Consigne:
Relevez chaque divinité désignée individuellement par son nom dans le texte sur Enlil, sans compter les groupes de dieux.

Texte fourni:
*-*-*

Anu, en tant que roi, possède une armée constituée d'étoiles qui fait appliquer ses jugements. Mais à force de ne pas se préoccuper de la Terre, il fut progressivement supplanté par Enlil, puis par Marduk, et ce dernier devint le vrai chef des dieux.
/Spawy
Enlil
Frère d'Ea/Enki, qui règne en maître dans les eaux souterraines, et fils d'Anu, roi des dieux qui siège au ciel, Enlil occupe un poste intermédiaire. Au contraire de son père, il est particulièrement soucieux du monde humain, ce qui fait de la Terre son royaume. Adulé des hommes et des femmes, il loge dans la ville de Nippur, qui est aujourd'hui le site de Nuffar en Irak. Il y possède un grand temple appelé "Maison-Montagne", ce qui fait référence à son titre de "Grande Montagne". Comme il détient les Tablettes du Destin depuis que son neveu Marduk les lui a remises, il écrit l'Histoire humaine en choisissant les royaumes qui, pour un temps, doivent être florissants. Il a pour fonction de désigner les rois humains et de délimiter les frontières des territoires, mais il commande également aux dieux mineurs présents sur le sol terrestre, que l'on nomme les Igigi. Ce rôle lui vaut le titre de "Père des dieux" et fait de lui une figure emblématique des textes mythologiques. S'il en est rarement le héros, il est très souvent présent comme chef suprême. L'Hymne à Enlil, qui lui rend hommage, fait de lui le guide sans lequel l'humanité n'aurait pu s'organiser :
"Sans Enlil la Grande Montagne, aucune ville n'aurait été construite, aucun habitat n'aurait été érigé ;
Aucun enclos à bétail n'aurait été construit, aucune bergerie n'aurait été établie ;
Aucun roi n'aurait été élevé, aucun seigneur ne serait né ;
Aucun grand-prêtre ou grande prêtresse n'accomplirait l'extispicine (= la divination) ;
Les soldats n'auraient pas de généraux ou capitaines."

*-*-*

Données fournies:

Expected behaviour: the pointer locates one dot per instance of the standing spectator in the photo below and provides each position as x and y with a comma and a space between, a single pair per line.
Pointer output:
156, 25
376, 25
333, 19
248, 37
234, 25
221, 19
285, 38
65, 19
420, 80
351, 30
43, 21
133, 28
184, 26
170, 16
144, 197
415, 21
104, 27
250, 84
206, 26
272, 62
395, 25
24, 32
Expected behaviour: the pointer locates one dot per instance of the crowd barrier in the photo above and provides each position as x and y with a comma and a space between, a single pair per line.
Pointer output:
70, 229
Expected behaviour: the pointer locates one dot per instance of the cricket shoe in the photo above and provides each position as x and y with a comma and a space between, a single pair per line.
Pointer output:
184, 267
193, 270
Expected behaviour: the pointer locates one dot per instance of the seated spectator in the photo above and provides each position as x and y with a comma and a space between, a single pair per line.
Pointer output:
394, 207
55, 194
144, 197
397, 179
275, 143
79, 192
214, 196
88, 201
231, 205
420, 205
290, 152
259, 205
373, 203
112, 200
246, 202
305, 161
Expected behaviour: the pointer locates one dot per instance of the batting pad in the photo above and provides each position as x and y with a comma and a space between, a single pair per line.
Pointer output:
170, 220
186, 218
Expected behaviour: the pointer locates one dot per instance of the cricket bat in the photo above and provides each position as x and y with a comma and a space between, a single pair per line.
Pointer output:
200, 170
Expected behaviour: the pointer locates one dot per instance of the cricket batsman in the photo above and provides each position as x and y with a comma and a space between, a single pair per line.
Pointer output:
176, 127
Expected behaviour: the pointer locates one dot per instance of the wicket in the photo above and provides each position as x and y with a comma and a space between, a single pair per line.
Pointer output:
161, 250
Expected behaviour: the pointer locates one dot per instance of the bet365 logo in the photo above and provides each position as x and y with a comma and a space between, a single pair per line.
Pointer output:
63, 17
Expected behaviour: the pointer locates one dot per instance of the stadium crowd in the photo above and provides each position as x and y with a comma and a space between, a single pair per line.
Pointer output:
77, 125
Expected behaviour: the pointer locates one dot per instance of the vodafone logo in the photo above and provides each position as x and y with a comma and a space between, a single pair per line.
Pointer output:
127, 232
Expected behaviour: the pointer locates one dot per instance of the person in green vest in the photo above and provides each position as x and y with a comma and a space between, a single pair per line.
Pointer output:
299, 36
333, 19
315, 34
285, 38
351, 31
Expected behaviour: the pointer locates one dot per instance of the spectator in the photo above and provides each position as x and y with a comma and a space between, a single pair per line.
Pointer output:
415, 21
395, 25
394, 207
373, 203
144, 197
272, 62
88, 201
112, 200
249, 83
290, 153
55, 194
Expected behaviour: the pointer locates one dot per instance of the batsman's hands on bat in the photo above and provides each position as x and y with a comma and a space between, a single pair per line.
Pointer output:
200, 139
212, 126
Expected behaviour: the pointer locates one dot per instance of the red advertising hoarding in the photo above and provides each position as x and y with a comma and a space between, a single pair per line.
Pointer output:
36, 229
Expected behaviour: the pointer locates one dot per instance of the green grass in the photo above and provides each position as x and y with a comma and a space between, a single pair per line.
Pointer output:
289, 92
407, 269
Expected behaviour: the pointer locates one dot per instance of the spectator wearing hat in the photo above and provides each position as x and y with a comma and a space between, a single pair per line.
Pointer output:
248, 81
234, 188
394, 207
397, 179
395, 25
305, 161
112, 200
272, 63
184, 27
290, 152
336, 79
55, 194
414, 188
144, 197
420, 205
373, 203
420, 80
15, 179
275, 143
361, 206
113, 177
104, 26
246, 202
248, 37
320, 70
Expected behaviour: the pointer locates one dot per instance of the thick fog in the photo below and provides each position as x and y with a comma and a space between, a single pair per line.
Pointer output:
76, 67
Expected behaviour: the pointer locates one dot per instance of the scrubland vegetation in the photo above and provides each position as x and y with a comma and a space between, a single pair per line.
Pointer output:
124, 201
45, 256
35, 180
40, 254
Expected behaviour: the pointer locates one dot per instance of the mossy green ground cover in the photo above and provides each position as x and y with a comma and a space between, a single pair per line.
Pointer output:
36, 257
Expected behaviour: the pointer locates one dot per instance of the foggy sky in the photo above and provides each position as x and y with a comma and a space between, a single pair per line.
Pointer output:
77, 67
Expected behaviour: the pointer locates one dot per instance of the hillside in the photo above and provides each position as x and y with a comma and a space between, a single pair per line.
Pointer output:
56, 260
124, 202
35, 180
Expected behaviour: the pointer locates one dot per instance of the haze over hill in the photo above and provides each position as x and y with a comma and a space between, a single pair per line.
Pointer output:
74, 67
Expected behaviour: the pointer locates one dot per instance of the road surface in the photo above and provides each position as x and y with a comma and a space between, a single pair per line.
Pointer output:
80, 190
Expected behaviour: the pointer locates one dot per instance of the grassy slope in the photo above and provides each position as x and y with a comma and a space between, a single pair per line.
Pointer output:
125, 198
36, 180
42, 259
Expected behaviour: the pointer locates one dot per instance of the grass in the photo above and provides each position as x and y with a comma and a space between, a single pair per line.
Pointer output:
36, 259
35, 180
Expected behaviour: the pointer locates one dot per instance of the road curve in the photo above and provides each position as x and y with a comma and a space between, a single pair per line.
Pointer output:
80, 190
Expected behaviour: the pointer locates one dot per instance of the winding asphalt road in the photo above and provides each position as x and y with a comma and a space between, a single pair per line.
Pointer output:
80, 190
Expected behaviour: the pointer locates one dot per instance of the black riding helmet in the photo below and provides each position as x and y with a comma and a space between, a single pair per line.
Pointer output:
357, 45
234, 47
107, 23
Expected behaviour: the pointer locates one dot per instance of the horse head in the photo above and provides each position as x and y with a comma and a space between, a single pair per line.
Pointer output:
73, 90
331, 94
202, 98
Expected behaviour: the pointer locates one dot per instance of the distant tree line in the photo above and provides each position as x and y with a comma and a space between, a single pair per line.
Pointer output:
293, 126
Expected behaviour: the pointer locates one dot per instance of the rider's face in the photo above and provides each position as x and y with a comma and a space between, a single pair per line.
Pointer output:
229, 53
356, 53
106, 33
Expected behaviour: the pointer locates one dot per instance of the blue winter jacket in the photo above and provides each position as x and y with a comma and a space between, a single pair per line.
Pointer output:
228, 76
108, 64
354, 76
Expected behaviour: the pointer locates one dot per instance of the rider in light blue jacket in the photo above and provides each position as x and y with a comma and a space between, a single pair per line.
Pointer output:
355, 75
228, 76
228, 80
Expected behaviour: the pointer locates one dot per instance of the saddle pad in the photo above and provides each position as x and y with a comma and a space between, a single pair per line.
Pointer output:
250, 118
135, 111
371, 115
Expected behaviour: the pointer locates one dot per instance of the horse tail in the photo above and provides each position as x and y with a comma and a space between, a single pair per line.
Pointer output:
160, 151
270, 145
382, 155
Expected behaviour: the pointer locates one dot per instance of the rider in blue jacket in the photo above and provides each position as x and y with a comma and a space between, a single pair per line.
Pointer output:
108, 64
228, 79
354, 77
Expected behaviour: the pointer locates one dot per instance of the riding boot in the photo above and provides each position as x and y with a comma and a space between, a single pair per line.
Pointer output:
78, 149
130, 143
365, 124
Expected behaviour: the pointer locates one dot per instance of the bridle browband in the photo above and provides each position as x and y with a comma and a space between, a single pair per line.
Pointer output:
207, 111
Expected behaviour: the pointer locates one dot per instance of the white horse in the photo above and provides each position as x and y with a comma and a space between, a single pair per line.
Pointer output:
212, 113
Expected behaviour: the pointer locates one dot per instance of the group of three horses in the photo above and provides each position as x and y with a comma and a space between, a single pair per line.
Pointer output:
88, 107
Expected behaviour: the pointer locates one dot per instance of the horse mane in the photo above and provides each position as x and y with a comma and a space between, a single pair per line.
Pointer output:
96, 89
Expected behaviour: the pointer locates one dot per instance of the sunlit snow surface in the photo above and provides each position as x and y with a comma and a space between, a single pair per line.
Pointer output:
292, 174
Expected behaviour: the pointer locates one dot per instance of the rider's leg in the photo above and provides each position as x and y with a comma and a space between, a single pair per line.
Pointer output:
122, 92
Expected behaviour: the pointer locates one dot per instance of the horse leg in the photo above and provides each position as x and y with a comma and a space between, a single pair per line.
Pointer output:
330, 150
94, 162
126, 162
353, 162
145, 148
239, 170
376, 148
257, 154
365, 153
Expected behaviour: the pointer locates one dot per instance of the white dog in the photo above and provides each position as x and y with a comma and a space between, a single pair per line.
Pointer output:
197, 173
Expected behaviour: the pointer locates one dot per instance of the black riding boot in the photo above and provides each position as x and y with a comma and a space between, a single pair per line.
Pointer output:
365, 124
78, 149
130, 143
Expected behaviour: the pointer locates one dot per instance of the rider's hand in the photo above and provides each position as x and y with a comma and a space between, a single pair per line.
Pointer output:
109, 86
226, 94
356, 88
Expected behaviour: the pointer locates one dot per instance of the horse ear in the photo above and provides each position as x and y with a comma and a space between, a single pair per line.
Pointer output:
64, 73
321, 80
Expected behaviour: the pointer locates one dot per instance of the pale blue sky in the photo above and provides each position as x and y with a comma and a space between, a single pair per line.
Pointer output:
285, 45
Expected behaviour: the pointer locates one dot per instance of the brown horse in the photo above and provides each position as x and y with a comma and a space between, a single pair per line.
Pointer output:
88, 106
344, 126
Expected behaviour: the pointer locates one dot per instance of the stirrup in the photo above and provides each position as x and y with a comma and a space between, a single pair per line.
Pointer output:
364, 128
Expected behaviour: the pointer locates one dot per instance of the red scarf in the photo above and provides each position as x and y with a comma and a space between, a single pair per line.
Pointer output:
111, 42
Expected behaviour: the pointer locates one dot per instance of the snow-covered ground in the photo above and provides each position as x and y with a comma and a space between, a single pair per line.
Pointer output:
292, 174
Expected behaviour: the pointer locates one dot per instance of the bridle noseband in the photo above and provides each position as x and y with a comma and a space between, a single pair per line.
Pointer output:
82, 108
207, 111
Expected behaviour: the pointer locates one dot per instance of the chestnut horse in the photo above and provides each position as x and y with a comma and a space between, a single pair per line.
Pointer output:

*-*-*

Réponse:
Anu, Enlil, Ea (ou Enki), Marduk